** Page excerpt **
★ ★ ★ ★ ★
TypeScript Validation (Parallel):

# Run TypeScript compiler in check mode
node validate_typescript.js --code="..." --format=json

ESLint Validation (Parallel):

# Run ESLint with React/TypeScript config
node validate_eslint.js --code="..." --format=json

Validation Results:

{
  "typescript": {
    "valid": false,
    "errorCount": 2,
    "warningCount": 1,
    "errors": [
      {"line": 15, "column": 3, "message": "Type 'string' is not assignable to type 'never'", "code": 2322}
    ],
    "warnings": [
      {"line": 20, "column": 5, "message": "Prefer interface over type", "code": 2304}
    ]
  },
  "eslint": {
    "valid": true,
    "errorCount": 0,
    "warningCount": 0
  }
}

Quality Scoring:

# TypeScript quality score
ts_score = 1.0 - (error_count * 0.25) - (warning_count * 0.05)
ts_score = max(0.0, min(1.0, ts_score))

# ESLint quality score
eslint_score = 1.0 - (error_count * 0.25) - (warning_count * 0.05)
eslint_score = max(0.0, min(1.0, eslint_score))

# Overall quality score (average)
overall_score = (ts_score + eslint_score) / 2

# Convert to 0-100 scale for API response
final_score = int(overall_score * 100)

LLM Fix Loop (if max_retries > 0):

Parse validation errors
Build fix prompt with error context
LLM generates corrected code
Validate again
Repeat up to max_retries times

Note: By default, max_retries=0 for faster generation (~35s vs ~97s with retries). Validation still runs once to provide quality scores.

Step 3: Post-Processing

Provenance Header:

/**
 * Generated by ComponentForge
 *
 * Pattern: shadcn-button (v1.0.0)
 * Generated: 2025-01-09T10:30:45Z
 *
 * Design Tokens Applied:
 * - colors.primary: #3B82F6
 * - colors.secondary: #6B7280
 * - spacing.md: 1rem
 *
 * Requirements Implemented:
 * - Props: variant, size, disabled
 * - Accessibility: aria-label support
 */

App.tsx Template:

Auto-discovers all .showcase.tsx files
Provides tabbed interface for viewing components
Enables live preview in browser

Final File Structure:

PrimaryButton.tsx         # Component with provenance
PrimaryButton.stories.tsx # Storybook stories
PrimaryButton.showcase.tsx # Live preview
App.tsx                   # Auto-discovery template

API Endpoints

POST /api/v1/generation/generate

Generate production-ready component code.

Request:

curl -X POST http://localhost:8000/api/v1/generation/generate \
  -H "Content-Type: application/json" \
  -d '{
    "pattern_id": "shadcn-button",
    "component_name": "PrimaryButton",
    "tokens": {
      "colors": {
        "primary": "#3B82F6",
        "secondary": "#6B7280"
      },
      "spacing": {
        "md": "1rem"
★ ★ ★ ★ ★
** Information given **
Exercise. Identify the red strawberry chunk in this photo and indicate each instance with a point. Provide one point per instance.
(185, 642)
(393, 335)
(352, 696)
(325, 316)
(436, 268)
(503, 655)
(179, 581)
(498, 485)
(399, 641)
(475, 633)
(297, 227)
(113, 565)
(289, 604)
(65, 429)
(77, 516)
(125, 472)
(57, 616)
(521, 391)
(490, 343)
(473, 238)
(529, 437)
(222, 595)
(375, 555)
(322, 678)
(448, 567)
★ ★ ★ ★ ★
** Study questions **
A) List every file name given under "Final File Structure:" in the component-generation page excerpt.
B) Please write out the component-generation page excerpt starting at "overall_score = (ts_score" and ending at "provide quality scores.", substituting "mean_score" for "overall_score" each time it appears.
The rows are not needed for anything here.

** Task-by-task solutions **
A)
PrimaryButton.tsx
PrimaryButton.stories.tsx
PrimaryButton.showcase.tsx
App.tsx

B)
mean_score = (ts_score + eslint_score) / 2

# Convert to 0-100 scale for API response
final_score = int(mean_score * 100)

LLM Fix Loop (if max_retries > 0):

Parse validation errors
Build fix prompt with error context
LLM generates corrected code
Validate again
Repeat up to max_retries times

Note: By default, max_retries=0 for faster generation (~35s vs ~97s with retries). Validation still runs once to provide quality scores.